- _RECORDS PROVIDED_:
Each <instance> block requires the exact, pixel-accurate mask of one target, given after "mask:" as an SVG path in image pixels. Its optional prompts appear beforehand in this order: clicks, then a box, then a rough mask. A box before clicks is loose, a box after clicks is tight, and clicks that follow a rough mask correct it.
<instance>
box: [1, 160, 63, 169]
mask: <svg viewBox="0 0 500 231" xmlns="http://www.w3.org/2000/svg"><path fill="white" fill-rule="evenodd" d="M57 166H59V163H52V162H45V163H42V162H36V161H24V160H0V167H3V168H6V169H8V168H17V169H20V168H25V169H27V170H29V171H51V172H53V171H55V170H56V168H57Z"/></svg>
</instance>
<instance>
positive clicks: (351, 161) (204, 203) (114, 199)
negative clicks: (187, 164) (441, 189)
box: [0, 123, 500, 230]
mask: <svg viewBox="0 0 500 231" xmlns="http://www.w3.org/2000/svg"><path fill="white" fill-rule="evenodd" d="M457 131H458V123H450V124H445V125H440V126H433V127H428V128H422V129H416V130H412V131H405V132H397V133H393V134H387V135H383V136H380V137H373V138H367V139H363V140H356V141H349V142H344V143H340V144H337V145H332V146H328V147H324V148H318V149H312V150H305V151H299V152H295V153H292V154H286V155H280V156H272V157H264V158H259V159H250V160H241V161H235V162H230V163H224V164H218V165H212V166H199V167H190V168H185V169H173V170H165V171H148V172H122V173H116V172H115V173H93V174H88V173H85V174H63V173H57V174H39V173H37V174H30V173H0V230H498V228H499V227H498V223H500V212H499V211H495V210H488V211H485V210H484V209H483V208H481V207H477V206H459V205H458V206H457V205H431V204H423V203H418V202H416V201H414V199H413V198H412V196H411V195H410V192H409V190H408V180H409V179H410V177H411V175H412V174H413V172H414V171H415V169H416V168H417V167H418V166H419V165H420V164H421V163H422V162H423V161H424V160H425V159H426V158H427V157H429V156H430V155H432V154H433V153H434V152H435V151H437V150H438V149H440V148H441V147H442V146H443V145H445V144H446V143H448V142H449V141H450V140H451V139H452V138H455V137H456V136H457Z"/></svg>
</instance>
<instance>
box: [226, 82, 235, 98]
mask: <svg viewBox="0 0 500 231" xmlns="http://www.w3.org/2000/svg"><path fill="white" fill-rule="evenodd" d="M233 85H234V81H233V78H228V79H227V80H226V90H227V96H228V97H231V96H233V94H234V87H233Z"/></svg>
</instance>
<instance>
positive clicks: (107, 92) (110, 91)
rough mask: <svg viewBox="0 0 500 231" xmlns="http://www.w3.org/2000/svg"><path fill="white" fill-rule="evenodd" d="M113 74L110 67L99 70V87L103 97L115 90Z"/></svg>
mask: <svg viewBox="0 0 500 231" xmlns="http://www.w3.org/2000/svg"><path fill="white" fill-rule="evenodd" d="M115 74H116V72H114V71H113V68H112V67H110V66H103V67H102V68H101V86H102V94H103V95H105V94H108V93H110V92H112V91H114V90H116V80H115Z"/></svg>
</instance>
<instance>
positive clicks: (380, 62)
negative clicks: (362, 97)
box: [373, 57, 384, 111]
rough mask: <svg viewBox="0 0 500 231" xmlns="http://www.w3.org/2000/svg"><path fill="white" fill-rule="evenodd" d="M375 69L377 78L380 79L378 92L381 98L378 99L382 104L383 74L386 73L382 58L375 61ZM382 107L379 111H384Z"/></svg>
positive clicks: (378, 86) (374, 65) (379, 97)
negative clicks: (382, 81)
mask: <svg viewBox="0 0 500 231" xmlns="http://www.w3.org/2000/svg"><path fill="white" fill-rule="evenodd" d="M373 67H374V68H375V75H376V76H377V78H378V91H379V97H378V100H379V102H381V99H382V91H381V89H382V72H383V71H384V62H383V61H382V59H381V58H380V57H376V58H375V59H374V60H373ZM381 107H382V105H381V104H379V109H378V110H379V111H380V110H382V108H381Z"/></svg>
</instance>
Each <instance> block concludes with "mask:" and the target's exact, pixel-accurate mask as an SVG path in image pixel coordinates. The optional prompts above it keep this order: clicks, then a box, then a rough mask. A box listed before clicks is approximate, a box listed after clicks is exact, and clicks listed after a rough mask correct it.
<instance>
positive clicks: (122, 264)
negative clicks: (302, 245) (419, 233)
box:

- _TASK GOAL_:
Convert every line of the entries above into a numbered list, omitting any blank lines.

- _RESULT FOR THIS EXERCISE_:
1. Each <instance> block requires the exact, pixel-accurate mask of one target, given after "mask:" as an SVG path in image pixels. Its optional prompts appear beforehand in this order: clicks, then a box, then a rough mask. A box before clicks is loose, a box after clicks is tight, and clicks that follow a rough mask correct it.
2. <instance>
3. box: [1, 160, 63, 169]
4. mask: <svg viewBox="0 0 500 231" xmlns="http://www.w3.org/2000/svg"><path fill="white" fill-rule="evenodd" d="M57 166H59V163H52V162H45V163H42V162H36V161H24V160H0V167H3V168H6V169H8V168H17V169H20V168H25V169H27V170H29V171H51V172H53V171H55V170H56V168H57Z"/></svg>
5. </instance>
6. <instance>
7. positive clicks: (351, 161) (204, 203) (114, 199)
8. negative clicks: (187, 164) (441, 189)
9. box: [0, 123, 500, 230]
10. mask: <svg viewBox="0 0 500 231" xmlns="http://www.w3.org/2000/svg"><path fill="white" fill-rule="evenodd" d="M457 131H458V123H450V124H445V125H440V126H433V127H428V128H422V129H416V130H412V131H405V132H397V133H393V134H387V135H383V136H380V137H373V138H367V139H363V140H356V141H349V142H344V143H340V144H337V145H332V146H328V147H324V148H318V149H312V150H305V151H299V152H295V153H292V154H286V155H280V156H272V157H264V158H259V159H250V160H241V161H235V162H230V163H224V164H218V165H212V166H199V167H190V168H185V169H173V170H165V171H148V172H122V173H116V172H115V173H93V174H88V173H85V174H63V173H57V174H39V173H37V174H30V173H0V230H498V228H499V227H498V223H500V212H499V211H495V210H488V211H485V210H484V209H483V208H481V207H477V206H459V205H458V206H457V205H431V204H423V203H418V202H416V201H414V199H413V198H412V196H411V195H410V192H409V190H408V180H409V179H410V177H411V175H412V174H413V172H414V171H415V169H416V168H417V167H418V166H419V165H420V164H421V163H422V162H423V161H424V160H425V159H426V158H427V157H429V156H430V155H432V154H433V153H434V152H435V151H437V150H438V149H440V148H441V147H442V146H443V145H445V144H446V143H448V142H449V141H450V140H451V139H452V138H455V137H456V136H457Z"/></svg>
11. </instance>
12. <instance>
13. box: [226, 82, 235, 98]
14. mask: <svg viewBox="0 0 500 231" xmlns="http://www.w3.org/2000/svg"><path fill="white" fill-rule="evenodd" d="M233 85H234V81H233V78H228V79H227V80H226V90H227V96H228V97H231V96H233V94H234V87H233Z"/></svg>
15. </instance>
16. <instance>
17. positive clicks: (107, 92) (110, 91)
18. rough mask: <svg viewBox="0 0 500 231" xmlns="http://www.w3.org/2000/svg"><path fill="white" fill-rule="evenodd" d="M113 74L110 67L99 70V87L103 97L115 90Z"/></svg>
19. mask: <svg viewBox="0 0 500 231" xmlns="http://www.w3.org/2000/svg"><path fill="white" fill-rule="evenodd" d="M115 74H116V72H114V71H113V68H112V67H110V66H103V67H102V68H101V86H102V94H103V95H105V94H108V93H110V92H112V91H114V90H116V80H115Z"/></svg>
20. </instance>
21. <instance>
22. positive clicks: (380, 62)
23. negative clicks: (362, 97)
24. box: [373, 57, 384, 111]
25. rough mask: <svg viewBox="0 0 500 231" xmlns="http://www.w3.org/2000/svg"><path fill="white" fill-rule="evenodd" d="M375 69L377 78L380 79L378 92L381 98L378 99L382 104L383 74L386 73L382 58L375 61ZM382 107L379 111H384Z"/></svg>
26. positive clicks: (378, 86) (374, 65) (379, 97)
27. negative clicks: (382, 81)
28. mask: <svg viewBox="0 0 500 231" xmlns="http://www.w3.org/2000/svg"><path fill="white" fill-rule="evenodd" d="M373 67H374V68H375V75H376V76H377V78H378V91H379V97H378V100H379V102H381V99H382V91H381V89H382V72H383V71H384V62H383V61H382V59H381V58H380V57H376V58H375V59H374V60H373ZM381 107H382V105H381V104H379V109H378V110H379V111H380V110H382V108H381Z"/></svg>
29. </instance>
30. Each <instance> block concludes with "mask:" and the target's exact, pixel-accurate mask as an SVG path in image pixel coordinates. The optional prompts above it keep this order: clicks, then a box, then a rough mask. A box listed before clicks is approximate, a box listed after clicks is exact, and clicks listed after a rough mask correct it.
31. <instance>
32. positive clicks: (122, 264)
33. negative clicks: (302, 245) (419, 233)
34. box:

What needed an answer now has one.